# SUPPLIED PASSAGE
-- start --

This template is intentionally more specific than a generic "run test" payload. Voice-agent failures hide in the details: wrong fixture, wrong call path, missing tool trace, duplicate calendar write, or a human handoff that technically happened but carried no context.

Field-by-Field Review Checklist

Review the test file like production code.

Review question	Good answer	Block the PR when
Does the test have an owner?	`owner` maps to a team or person	Nobody can triage failures
Is the target clear?	Environment, agent slug, and prompt version are explicit	Test could run against the wrong agent
Is the caller realistic?	Persona includes goal, language, and relevant speech condition	Test only mirrors the happy-path script
Are guardrails layered?	Outcome, transcript, tool, side-effect, and latency checks are separated	A transcript check stands in for the whole workflow
Are writes safe?	`side_effect_mode` is mock, sandbox, or explicitly allowlisted	CI can touch real customer systems
Is evidence retained?	Audio, transcript, tool trace, and run ID are saved	Failure cannot be debugged later
Is cleanup defined?	Fixtures reset or expire	Synthetic data leaks into later runs

The important shift is that QA changes become reviewable. A teammate can ask, "Why is this test non-blocking?" or "Why does this prompt change not add a regression case?" before the agent reaches customers.

Git review rule: a voice agent test is reviewable only when the reviewer can see the caller setup, target agent, guardrails, side-effect policy, and retained evidence before the test runs. If those details live only in a dashboard, the PR cannot prove what behavior it is protecting.

How to Import a Golden Dataset

Most teams start with a spreadsheet. That is fine. The mistake is importing the spreadsheet as loose rows with no schema.

-- end --

Rows from a dataset for labeling boxes

-- start --

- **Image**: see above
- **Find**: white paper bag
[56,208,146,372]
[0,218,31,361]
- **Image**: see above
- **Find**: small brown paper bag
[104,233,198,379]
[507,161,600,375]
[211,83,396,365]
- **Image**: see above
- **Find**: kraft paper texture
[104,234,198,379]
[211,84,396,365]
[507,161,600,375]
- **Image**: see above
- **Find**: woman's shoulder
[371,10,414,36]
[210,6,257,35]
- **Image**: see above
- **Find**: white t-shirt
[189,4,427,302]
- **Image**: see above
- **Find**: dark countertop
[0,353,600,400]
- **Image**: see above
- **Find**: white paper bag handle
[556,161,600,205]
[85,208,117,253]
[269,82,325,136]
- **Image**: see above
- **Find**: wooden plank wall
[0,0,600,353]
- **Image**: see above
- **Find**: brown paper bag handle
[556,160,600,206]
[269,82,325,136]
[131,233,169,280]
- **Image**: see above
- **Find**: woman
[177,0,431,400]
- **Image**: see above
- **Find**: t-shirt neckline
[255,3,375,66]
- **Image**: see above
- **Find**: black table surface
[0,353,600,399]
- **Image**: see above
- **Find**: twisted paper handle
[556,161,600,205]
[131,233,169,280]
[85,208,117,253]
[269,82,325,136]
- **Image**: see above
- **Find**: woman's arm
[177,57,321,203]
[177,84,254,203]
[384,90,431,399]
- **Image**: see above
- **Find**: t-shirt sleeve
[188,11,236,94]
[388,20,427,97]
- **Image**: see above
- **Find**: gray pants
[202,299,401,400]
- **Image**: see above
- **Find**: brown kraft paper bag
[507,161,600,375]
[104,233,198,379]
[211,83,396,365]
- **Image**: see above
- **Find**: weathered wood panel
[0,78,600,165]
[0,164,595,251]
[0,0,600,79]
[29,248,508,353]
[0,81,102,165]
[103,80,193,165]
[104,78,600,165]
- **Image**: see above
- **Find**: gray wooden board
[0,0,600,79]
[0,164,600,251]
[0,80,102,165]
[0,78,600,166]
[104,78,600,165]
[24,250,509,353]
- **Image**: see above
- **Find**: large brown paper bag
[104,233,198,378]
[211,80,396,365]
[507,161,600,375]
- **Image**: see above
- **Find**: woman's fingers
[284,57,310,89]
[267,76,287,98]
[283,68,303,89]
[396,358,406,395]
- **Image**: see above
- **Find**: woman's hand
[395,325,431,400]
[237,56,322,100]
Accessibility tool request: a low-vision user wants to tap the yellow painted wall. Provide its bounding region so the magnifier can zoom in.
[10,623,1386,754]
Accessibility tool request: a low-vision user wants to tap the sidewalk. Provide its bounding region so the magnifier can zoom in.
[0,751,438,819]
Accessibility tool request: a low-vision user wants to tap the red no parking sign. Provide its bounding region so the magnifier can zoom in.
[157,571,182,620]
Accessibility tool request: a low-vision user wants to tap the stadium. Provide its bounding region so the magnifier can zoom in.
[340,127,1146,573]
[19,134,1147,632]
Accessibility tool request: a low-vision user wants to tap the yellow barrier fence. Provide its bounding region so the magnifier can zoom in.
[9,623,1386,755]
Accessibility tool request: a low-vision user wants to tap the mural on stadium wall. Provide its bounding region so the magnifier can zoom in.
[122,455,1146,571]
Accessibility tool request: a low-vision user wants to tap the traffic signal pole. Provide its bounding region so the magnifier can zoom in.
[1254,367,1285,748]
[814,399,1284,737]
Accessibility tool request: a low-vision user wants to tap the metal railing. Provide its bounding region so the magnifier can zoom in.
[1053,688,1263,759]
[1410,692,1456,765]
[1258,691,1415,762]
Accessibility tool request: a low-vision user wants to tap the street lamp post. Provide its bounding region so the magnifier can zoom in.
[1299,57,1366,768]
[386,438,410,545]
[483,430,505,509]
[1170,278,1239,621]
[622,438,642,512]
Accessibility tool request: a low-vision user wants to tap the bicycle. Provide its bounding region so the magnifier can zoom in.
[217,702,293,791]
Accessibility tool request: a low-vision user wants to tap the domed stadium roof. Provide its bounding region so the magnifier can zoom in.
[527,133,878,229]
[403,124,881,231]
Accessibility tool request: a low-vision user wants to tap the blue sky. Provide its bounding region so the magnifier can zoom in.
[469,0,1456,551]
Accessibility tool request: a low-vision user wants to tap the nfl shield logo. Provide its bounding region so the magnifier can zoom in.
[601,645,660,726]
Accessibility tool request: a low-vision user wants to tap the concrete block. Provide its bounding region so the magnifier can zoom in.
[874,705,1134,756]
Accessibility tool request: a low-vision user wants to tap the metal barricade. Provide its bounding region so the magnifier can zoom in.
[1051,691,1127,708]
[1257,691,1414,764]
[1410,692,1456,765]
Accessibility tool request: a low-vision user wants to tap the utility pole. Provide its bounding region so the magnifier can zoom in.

-- end --

# WRITTEN TASK 1
In the voice-agent testing passage, under what condition should a PR be blocked over the question of whether cleanup is defined?
# WRITTEN TASK 2
Return the part of the voice-agent testing passage starting at "This template is" and ending at "carried no context.".
The material has no connection to the voice-agent testing passage.

# PROBLEM SOLUTION 1
When synthetic data leaks into later runs.

# PROBLEM SOLUTION 2
This template is intentionally more specific than a generic "run test" payload. Voice-agent failures hide in the details: wrong fixture, wrong call path, missing tool trace, duplicate calendar write, or a human handoff that technically happened but carried no context.